═══ Supplied material ═══

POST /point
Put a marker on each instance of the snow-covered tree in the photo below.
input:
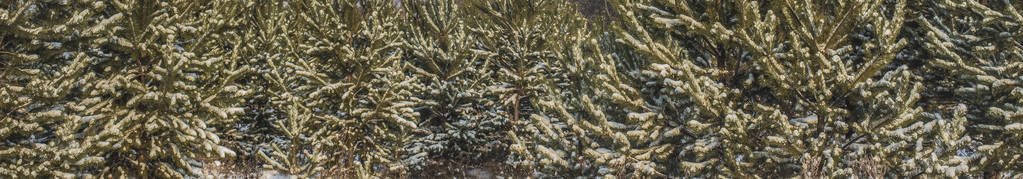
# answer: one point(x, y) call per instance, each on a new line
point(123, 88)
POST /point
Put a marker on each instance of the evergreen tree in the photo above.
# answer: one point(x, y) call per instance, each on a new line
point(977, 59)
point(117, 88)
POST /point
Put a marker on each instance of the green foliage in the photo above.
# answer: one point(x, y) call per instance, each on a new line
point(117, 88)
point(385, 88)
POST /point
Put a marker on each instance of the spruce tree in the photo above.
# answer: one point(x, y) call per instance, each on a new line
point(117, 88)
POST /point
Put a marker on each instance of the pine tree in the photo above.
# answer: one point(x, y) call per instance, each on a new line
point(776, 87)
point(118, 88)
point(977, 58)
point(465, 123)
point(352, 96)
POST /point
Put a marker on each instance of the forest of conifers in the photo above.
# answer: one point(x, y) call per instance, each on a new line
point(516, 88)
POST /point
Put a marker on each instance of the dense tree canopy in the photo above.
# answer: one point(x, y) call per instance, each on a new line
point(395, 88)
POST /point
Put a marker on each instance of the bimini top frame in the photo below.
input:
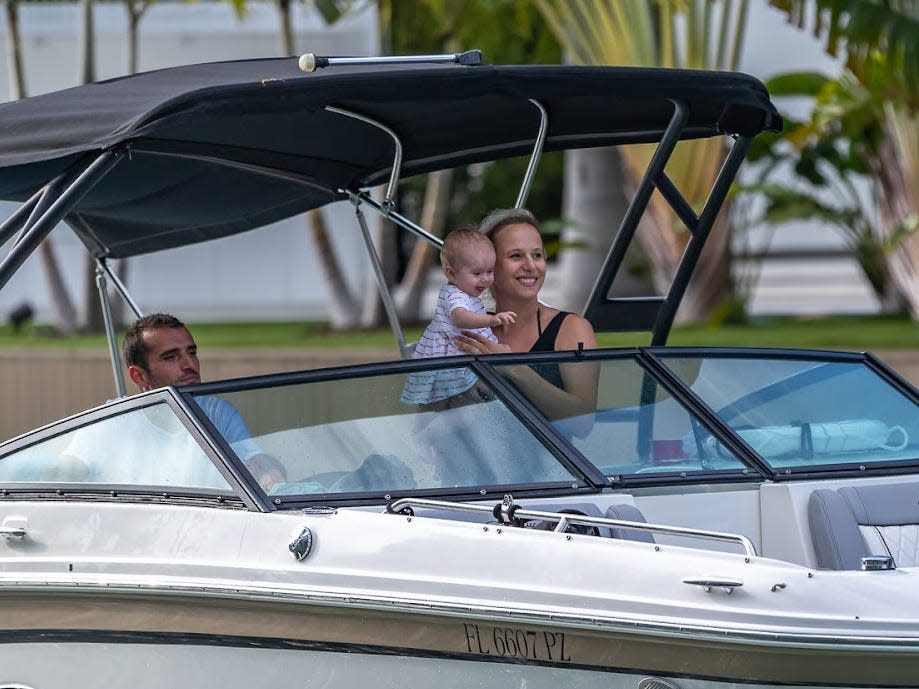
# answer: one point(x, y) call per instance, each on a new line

═══

▶ [Assigned task]:
Report each line of the material in which the string "above" occurs.

▶ [Solved exercise]:
Put a marker on each instance of the evergreen tree in the photo above.
Put a marker on each instance of the green foliage in the photo above.
Put a marker on each instance of the spruce tree in the photo above.
Put a marker on each instance of the pine tree in the photo above.
Put a marker on each instance of the forest of conifers in the photo above.
Put a marker on each instance of the dense tree canopy in the photo above.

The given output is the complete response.